__PASSAGE SHOWN__:

↓↓↓

# Frustrated! .....not alot!



## cmdrstp (Jun 5, 2008)

Hello. I have been fishing off a pier on Oneida Lake, NY. Every night I can see alot of good sized walleyes cruising around and even up to the surface. This is in about 10 to 15 feet of water. There are alot of baitfish (minnows) around too!. You can see the schools scatter at times.I have been using jigs, jigging rapalas, bucktails, nightcrawlwers, and even minnows (live). But, what I have doesn't get much attention. I try to mix it up in speed and jigging pattern too. I know the area is teaming with walleyes, but I can't connect. If it took wearing a bra for all to see....I'd do it! Any suggestions or tricks? I know that's part of fishing, but it gets alittle annoying when you know they are there and can't get any interest. Thanks, guys.


----------



## rowdie (Jan 19, 2005)

I'd try a lindy rig with a long snell, (try different lengths, 18" to 4 ft), and use a leech or a minnow. Cast it out and let it sit. When you get a bit, give it time to eat and open the bail an even let it run before setting the hook. If you can use 2 rods in NY, cast a crank bait, or whatever, I'd even try a spinner or a spoon. But the rod with the live bait is the one I'd focus on.


----------



## fubar (Mar 10, 2008)

square hook


----------

↑↑↑

__Segmentation dataset records__:
↓↓↓

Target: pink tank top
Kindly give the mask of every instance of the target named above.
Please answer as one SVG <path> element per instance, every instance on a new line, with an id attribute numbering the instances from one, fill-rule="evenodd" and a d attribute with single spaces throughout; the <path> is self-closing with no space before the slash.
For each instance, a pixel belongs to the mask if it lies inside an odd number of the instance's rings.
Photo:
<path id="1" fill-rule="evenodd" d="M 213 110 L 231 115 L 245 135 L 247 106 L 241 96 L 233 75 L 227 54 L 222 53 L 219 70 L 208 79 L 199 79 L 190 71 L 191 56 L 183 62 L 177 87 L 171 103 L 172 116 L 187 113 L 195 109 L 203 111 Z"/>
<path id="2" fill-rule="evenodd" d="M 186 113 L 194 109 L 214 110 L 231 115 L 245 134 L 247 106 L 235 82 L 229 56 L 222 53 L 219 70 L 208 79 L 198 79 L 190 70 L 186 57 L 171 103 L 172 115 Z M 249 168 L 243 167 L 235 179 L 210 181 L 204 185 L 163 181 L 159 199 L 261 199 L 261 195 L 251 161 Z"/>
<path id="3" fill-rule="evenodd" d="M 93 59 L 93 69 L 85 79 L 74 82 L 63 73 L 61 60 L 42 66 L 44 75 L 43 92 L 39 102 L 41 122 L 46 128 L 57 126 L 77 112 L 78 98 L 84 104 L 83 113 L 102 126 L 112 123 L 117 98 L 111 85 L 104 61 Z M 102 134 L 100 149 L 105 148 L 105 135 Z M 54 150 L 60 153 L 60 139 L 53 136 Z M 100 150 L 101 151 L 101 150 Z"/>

↑↑↑

__EXERCISE TASK A__: From the walleye fishing thread, extract the passage that begins at the words "## rowdie (Jan" and stops after the words "(Mar 10, 2008)".
__EXERCISE TASK B__: Lay out the records as a two-column CSV with the columns request and answer, one row for each request, putting each value in a single quoted field and replacing line breaks with spaces. Cover only the records from their start through the line that contains "186 113 L 194", including that line.
The records that come after the thread are unrelated to it.

__WRITTEN RESPONSE A__:
## rowdie (Jan 19, 2005)

I'd try a lindy rig with a long snell, (try different lengths, 18" to 4 ft), and use a leech or a minnow. Cast it out and let it sit. When you get a bit, give it time to eat and open the bail an even let it run before setting the hook. If you can use 2 rods in NY, cast a crank bait, or whatever, I'd even try a spinner or a spoon. But the rod with the live bait is the one I'd focus on.


----------



## fubar (Mar 10, 2008)

__WRITTEN RESPONSE B__:
request,answer
"Target: pink tank top Kindly give the mask of every instance of the target named above. Please answer as one SVG <path> element per instance, every instance on a new line, with an id attribute numbering the instances from one, fill-rule=""evenodd"" and a d attribute with single spaces throughout; the <path> is self-closing with no space before the slash. For each instance, a pixel belongs to the mask if it lies inside an odd number of the instance's rings. Photo:","<path id=""1"" fill-rule=""evenodd"" d=""M 213 110 L 231 115 L 245 135 L 247 106 L 241 96 L 233 75 L 227 54 L 222 53 L 219 70 L 208 79 L 199 79 L 190 71 L 191 56 L 183 62 L 177 87 L 171 103 L 172 116 L 187 113 L 195 109 L 203 111 Z""/> <path id=""2"" fill-rule=""evenodd"" d=""M 186 113 L 194 109 L 214 110 L 231 115 L 245 134 L 247 106 L 235 82 L 229 56 L 222 53 L 219 70 L 208 79 L 198 79 L 190 70 L 186 57 L 171 103 L 172 115 Z M 249 168 L 243 167 L 235 179 L 210 181 L 204 185 L 163 181 L 159 199 L 261 199 L 261 195 L 251 161 Z""/>"